— Begin Data —
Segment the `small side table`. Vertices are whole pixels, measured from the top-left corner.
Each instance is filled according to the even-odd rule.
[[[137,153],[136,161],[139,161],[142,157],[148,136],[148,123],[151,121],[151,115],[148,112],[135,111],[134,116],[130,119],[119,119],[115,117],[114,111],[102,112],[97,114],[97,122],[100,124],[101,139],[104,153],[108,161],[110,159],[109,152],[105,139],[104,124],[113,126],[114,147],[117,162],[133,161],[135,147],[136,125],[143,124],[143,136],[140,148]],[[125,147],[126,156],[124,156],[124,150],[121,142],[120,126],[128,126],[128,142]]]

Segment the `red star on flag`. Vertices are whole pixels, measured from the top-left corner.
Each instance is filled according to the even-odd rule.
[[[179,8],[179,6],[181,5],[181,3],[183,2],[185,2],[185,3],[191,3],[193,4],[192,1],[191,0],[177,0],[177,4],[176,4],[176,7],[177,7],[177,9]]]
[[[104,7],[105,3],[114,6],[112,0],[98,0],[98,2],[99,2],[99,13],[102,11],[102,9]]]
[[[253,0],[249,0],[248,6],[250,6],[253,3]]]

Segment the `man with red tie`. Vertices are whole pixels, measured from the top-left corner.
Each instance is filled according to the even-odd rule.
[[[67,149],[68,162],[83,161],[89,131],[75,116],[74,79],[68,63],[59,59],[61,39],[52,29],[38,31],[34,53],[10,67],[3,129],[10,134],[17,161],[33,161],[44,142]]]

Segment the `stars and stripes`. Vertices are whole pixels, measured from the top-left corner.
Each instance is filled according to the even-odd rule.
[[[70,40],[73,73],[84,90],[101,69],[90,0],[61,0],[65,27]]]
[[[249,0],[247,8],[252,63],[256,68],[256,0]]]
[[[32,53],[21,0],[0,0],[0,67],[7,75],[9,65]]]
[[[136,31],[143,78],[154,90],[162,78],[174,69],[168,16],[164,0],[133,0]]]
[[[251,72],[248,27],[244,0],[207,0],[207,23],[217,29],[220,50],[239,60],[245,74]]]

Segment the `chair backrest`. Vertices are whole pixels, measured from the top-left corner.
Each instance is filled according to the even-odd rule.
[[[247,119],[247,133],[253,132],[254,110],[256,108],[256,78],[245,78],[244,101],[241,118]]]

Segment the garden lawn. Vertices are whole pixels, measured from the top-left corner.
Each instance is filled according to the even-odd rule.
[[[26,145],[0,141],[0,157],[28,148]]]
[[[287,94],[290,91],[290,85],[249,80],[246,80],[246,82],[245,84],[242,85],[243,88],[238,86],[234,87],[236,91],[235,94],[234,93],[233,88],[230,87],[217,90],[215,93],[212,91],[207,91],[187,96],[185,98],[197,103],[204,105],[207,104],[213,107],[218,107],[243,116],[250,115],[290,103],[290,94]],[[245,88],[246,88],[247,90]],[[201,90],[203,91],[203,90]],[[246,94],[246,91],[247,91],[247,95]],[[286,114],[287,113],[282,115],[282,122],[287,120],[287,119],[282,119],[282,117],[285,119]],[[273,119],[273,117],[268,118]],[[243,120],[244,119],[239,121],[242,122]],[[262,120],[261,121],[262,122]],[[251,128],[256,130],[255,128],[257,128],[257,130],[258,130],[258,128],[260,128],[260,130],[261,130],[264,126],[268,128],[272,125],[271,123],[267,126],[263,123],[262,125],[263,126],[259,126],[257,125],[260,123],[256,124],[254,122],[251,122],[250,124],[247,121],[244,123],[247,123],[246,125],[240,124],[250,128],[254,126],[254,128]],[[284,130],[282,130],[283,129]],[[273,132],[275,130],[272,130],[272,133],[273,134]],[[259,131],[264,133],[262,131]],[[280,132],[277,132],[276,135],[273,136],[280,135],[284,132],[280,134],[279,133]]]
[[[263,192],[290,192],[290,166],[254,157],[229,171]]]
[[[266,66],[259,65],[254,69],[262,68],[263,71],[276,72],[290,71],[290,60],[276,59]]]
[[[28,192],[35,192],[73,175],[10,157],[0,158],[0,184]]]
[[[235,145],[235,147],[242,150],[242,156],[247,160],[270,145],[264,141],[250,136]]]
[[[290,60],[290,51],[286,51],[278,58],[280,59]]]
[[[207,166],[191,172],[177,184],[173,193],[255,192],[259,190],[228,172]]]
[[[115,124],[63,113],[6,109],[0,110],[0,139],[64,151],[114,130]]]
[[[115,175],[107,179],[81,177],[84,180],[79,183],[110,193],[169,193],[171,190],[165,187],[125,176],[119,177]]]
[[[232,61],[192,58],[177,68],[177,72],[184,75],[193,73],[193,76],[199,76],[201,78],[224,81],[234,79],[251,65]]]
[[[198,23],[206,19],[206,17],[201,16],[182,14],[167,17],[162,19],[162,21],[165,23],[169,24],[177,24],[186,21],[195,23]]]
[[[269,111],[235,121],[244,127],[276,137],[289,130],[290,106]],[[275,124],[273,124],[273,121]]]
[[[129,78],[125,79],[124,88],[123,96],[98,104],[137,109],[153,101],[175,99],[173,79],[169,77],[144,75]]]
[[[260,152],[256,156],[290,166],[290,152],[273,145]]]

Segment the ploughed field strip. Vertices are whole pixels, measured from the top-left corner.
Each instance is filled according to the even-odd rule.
— End Data —
• [Problem to solve] Give a word-for-word copy of the records.

• [Finished answer]
Segment the `small side table`. Vertices are whole pixels, measured from the top-left corner.
Each instance is filled according to the even-odd rule.
[[[137,153],[136,161],[139,161],[142,157],[148,136],[148,123],[151,121],[151,115],[148,112],[135,111],[134,116],[130,119],[119,119],[115,117],[114,111],[102,112],[97,114],[97,122],[100,124],[101,139],[104,153],[108,161],[110,159],[109,152],[105,139],[104,124],[113,126],[114,147],[117,162],[133,161],[135,147],[136,125],[143,124],[143,136],[140,148]],[[125,147],[126,156],[124,156],[124,150],[121,142],[120,126],[128,126],[128,142]]]

Segment the `red star on flag`. Vertices are whole pixels, measured from the top-left corner.
Each instance is filled according to the even-odd rule.
[[[179,8],[179,6],[181,5],[181,3],[183,2],[185,2],[185,3],[191,3],[193,4],[192,1],[191,0],[177,0],[177,4],[176,4],[176,7],[177,7],[177,9]]]
[[[104,7],[105,3],[114,6],[112,0],[98,0],[98,2],[99,2],[99,13],[102,11],[102,9]]]
[[[253,0],[249,0],[248,6],[250,6],[253,3]]]

Segment the `man with red tie`. Vertices are whole pixels, measured from the top-left corner.
Each instance is filled according to the even-odd rule.
[[[67,149],[68,162],[83,161],[89,131],[75,116],[74,79],[68,63],[59,59],[61,39],[52,29],[38,31],[34,53],[10,67],[3,129],[10,134],[17,161],[33,161],[44,142]]]

Segment the `stars and stripes`. Vertices are whole pixels, measured from the top-left corner.
Each instance is filled according to the even-odd rule.
[[[70,40],[73,73],[84,90],[101,69],[90,0],[61,0],[65,27]]]
[[[249,0],[247,8],[252,63],[256,68],[256,0]]]
[[[32,53],[21,0],[0,0],[0,67],[7,75],[9,65]]]
[[[136,31],[143,78],[154,90],[162,78],[174,69],[168,16],[164,0],[133,0]]]
[[[251,72],[248,27],[244,0],[207,0],[207,23],[217,29],[220,50],[239,60],[245,74]]]

Segment the `chair backrest`. Vertices are whole pixels, measured from the top-left corner.
Each instance is filled according to the even-odd rule.
[[[247,119],[247,133],[253,132],[254,110],[256,108],[256,78],[245,78],[244,101],[241,118]]]

Segment the garden lawn. Vertices are whole pixels, measured from the top-left corner.
Each instance is filled according to the even-odd rule.
[[[26,145],[0,141],[0,157],[28,148]]]
[[[287,94],[290,91],[290,85],[249,80],[246,80],[246,82],[245,84],[242,85],[243,88],[238,86],[234,87],[236,91],[235,94],[234,93],[233,88],[230,87],[217,90],[215,93],[212,91],[207,91],[187,96],[185,98],[197,103],[204,105],[207,104],[213,107],[218,107],[243,116],[250,115],[290,103],[290,94]],[[245,88],[246,88],[247,90]],[[201,90],[203,91],[203,90]],[[246,94],[246,91],[247,91],[247,95]],[[286,114],[287,113],[282,115],[282,122],[287,120],[287,119],[282,119],[282,117],[285,119]],[[273,119],[273,117],[268,118]],[[243,120],[244,119],[239,121],[242,122]],[[262,120],[261,121],[262,122]],[[251,128],[256,130],[255,128],[257,128],[257,130],[258,130],[258,128],[260,128],[260,130],[261,130],[264,126],[268,128],[272,125],[271,123],[267,126],[263,123],[262,125],[263,126],[259,126],[257,125],[260,123],[256,124],[254,122],[251,122],[250,124],[247,121],[244,123],[247,123],[246,125],[240,124],[250,128],[254,126],[254,128]],[[284,130],[282,130],[283,129]],[[273,132],[275,130],[272,130],[272,133],[273,134]],[[259,131],[264,133],[262,131]],[[280,132],[277,132],[276,135],[273,136],[280,135],[284,132],[280,134],[279,133]]]
[[[263,192],[290,192],[290,166],[254,157],[229,171]]]
[[[266,66],[259,65],[254,69],[262,68],[263,71],[276,72],[290,71],[290,60],[276,59]]]
[[[28,192],[35,192],[73,175],[10,157],[0,158],[0,184]]]
[[[235,145],[235,147],[242,150],[242,156],[247,160],[270,145],[264,141],[250,136]]]
[[[290,60],[290,51],[286,51],[278,58],[280,59]]]
[[[207,166],[191,172],[177,184],[173,193],[255,192],[259,190],[228,172]]]
[[[115,124],[63,113],[6,109],[0,110],[0,139],[64,151],[114,130]]]
[[[115,175],[107,179],[81,177],[84,180],[79,183],[110,193],[169,193],[171,190],[165,187],[125,176],[119,177]]]
[[[232,61],[192,58],[177,68],[177,72],[184,75],[193,73],[193,76],[199,76],[201,78],[224,81],[234,79],[251,65]]]
[[[198,23],[206,19],[206,17],[201,16],[182,14],[167,17],[162,19],[162,21],[165,23],[169,24],[177,24],[186,21],[195,23]]]
[[[269,111],[235,121],[244,127],[276,137],[289,130],[290,106]],[[275,124],[273,124],[273,121]]]
[[[129,78],[125,79],[124,88],[123,96],[98,104],[137,109],[153,101],[175,99],[173,79],[169,77],[144,75]]]
[[[260,152],[256,156],[290,166],[290,152],[273,145]]]

Segment the ploughed field strip. Vertices are whole pixels, measured from the top-left corner.
Each instance is filled according to the even-odd rule.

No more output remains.